[Requirement]:
Render each line of the material below as a row of a Markdown table, from the line that contains "If you could point to the person" through the end of the material, both ends included. Use the columns Row and Line, number the rows in order, and leave out any blank lines.

[Recorded information]:
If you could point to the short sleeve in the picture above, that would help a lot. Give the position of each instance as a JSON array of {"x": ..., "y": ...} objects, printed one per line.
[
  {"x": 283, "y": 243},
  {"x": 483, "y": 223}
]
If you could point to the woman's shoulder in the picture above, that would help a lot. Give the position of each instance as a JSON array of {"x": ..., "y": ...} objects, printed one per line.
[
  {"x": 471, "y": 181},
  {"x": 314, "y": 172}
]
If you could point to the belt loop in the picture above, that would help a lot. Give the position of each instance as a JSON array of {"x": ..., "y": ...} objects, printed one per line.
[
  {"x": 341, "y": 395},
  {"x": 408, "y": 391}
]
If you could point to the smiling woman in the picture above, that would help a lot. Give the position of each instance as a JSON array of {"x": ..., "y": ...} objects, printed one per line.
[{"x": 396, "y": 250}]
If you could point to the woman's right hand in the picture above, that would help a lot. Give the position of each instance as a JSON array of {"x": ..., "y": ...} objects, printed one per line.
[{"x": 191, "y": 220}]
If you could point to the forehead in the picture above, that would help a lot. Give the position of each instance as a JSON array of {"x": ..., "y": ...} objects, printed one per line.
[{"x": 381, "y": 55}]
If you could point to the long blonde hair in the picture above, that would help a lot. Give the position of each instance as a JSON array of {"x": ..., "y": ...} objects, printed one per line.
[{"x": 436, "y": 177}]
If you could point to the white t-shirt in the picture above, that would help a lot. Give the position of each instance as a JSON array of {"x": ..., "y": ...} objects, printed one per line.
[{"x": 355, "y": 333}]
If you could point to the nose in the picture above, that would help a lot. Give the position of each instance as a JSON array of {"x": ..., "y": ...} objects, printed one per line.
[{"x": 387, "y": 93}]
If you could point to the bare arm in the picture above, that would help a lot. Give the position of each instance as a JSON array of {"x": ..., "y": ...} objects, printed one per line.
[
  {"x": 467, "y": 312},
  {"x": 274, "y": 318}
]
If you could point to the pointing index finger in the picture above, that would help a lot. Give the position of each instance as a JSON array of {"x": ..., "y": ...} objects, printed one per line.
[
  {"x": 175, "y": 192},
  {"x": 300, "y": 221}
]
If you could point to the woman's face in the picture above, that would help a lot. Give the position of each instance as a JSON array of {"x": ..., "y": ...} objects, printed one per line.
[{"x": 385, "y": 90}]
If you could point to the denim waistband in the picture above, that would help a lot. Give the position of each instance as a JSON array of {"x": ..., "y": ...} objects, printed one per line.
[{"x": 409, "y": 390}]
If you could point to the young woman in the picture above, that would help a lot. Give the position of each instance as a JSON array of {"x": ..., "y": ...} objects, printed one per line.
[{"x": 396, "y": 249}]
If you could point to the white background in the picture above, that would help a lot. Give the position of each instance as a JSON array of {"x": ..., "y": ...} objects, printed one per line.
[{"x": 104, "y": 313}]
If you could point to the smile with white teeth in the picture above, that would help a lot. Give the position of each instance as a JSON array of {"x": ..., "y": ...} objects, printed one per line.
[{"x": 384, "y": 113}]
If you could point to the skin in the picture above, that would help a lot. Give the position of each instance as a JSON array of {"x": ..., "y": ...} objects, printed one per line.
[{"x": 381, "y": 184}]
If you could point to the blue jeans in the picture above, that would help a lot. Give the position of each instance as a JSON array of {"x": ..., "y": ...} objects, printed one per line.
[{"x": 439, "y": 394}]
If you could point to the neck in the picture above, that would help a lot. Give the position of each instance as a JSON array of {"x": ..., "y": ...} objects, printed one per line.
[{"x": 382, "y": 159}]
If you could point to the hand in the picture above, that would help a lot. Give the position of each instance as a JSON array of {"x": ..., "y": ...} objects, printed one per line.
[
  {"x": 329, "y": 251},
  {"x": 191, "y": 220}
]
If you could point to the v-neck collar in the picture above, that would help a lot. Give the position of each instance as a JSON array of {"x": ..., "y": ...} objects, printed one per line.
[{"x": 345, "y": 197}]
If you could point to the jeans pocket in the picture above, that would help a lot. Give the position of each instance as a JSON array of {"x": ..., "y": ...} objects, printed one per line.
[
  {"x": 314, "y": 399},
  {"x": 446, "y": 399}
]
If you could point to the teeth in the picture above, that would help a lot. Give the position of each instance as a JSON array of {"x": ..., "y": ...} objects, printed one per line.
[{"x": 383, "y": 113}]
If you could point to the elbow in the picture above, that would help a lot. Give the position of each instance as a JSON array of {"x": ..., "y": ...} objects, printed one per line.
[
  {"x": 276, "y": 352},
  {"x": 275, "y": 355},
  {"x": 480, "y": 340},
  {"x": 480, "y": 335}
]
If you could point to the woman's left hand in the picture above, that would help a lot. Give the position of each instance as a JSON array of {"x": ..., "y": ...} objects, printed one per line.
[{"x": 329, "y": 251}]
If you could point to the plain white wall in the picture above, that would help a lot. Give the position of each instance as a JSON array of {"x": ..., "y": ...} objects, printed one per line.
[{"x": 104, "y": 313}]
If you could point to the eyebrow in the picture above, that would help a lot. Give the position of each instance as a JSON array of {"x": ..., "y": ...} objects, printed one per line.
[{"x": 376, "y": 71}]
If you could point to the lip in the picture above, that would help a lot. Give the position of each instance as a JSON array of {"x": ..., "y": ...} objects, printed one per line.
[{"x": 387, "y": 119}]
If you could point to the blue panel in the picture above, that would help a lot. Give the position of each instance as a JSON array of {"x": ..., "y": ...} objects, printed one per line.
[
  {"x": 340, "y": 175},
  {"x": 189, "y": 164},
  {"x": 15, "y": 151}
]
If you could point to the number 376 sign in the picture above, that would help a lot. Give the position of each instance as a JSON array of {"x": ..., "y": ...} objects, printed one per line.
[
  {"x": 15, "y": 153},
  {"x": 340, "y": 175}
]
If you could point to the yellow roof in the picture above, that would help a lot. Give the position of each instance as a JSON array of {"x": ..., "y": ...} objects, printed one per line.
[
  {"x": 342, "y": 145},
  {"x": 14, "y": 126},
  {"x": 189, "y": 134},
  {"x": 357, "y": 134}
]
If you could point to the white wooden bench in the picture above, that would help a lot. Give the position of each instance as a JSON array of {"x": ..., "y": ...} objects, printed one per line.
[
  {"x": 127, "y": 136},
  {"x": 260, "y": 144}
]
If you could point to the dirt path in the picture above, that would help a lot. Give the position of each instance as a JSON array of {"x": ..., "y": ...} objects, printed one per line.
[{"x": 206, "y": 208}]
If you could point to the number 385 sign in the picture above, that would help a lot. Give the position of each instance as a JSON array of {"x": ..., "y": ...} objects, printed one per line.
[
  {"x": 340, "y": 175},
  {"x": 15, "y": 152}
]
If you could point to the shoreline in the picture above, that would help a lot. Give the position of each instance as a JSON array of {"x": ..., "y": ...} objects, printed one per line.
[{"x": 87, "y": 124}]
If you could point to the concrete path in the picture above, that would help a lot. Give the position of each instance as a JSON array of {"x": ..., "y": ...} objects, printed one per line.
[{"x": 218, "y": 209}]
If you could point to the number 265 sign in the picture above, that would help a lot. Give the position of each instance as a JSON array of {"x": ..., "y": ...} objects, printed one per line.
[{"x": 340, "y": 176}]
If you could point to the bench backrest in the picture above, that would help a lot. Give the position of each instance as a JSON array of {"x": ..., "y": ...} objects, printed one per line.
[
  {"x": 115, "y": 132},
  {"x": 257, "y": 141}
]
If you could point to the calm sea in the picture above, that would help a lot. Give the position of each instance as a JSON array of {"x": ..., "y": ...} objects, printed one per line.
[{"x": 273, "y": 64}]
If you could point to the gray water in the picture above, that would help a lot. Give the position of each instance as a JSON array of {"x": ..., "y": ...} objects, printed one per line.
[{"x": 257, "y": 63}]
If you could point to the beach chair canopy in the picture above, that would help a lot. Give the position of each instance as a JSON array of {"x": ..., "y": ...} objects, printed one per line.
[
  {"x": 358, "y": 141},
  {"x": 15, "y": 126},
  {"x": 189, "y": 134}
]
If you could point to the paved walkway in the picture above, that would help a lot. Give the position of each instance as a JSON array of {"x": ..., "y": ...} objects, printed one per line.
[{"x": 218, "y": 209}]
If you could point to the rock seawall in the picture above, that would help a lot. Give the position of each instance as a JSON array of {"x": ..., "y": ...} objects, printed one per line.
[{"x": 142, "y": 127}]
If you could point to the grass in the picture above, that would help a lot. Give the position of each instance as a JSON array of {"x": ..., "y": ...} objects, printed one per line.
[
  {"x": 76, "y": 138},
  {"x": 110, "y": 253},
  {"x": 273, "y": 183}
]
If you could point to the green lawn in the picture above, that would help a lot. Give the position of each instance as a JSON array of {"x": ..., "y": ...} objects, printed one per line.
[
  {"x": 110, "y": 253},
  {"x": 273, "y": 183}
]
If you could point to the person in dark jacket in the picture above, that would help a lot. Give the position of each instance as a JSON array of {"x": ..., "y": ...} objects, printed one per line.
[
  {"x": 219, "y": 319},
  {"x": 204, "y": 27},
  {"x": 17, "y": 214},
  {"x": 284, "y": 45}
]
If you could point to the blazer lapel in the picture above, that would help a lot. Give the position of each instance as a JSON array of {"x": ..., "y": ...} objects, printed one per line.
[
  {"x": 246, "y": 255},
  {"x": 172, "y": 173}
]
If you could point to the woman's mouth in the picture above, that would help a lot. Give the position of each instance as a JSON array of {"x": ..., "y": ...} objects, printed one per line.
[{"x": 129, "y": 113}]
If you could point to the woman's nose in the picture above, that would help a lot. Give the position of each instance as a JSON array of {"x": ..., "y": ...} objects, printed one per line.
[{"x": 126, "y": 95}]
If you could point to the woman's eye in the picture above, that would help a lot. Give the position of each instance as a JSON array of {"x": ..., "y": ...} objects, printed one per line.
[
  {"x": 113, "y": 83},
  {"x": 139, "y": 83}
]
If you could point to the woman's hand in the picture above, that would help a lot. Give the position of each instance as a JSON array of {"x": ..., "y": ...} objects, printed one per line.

[Solution to the exercise]:
| Row | Line |
|---|---|
| 1 | If you could point to the person in dark jacket in the picture above, that would help a lot. Give the position of each instance as a JSON array of {"x": ..., "y": ...} objects, printed one per line. |
| 2 | [ |
| 3 |   {"x": 219, "y": 319}, |
| 4 |   {"x": 204, "y": 27}, |
| 5 |   {"x": 17, "y": 214}, |
| 6 |   {"x": 284, "y": 45} |
| 7 | ] |
| 8 | If you could point to the blazer lapel in the picture above, that would help a lot. Give the position of each instance as a JSON array of {"x": ..., "y": ...} objects, printed one per line. |
| 9 | [ |
| 10 |   {"x": 246, "y": 255}, |
| 11 |   {"x": 172, "y": 173} |
| 12 | ] |
| 13 | If you could point to the woman's mouth in the picture above, that would help a lot. Give the position of each instance as a JSON array of {"x": ..., "y": ...} objects, printed one per line. |
| 14 | [{"x": 129, "y": 113}] |
| 15 | If you could point to the woman's nose in the picture above, that would help a lot. Give the position of each instance as a JSON array of {"x": ..., "y": ...} objects, printed one per line. |
| 16 | [{"x": 126, "y": 95}] |
| 17 | If you could point to the woman's eye in the picture above, that would help a lot. Give the position of each instance as a JSON array of {"x": ..., "y": ...} objects, printed one per line. |
| 18 | [ |
| 19 |   {"x": 113, "y": 83}, |
| 20 |   {"x": 139, "y": 83} |
| 21 | ] |
| 22 | If you could point to the woman's hand in the picture above, that would help a lot. Give the position of each instance as a JSON array of {"x": ..., "y": ...} objects, printed one per line. |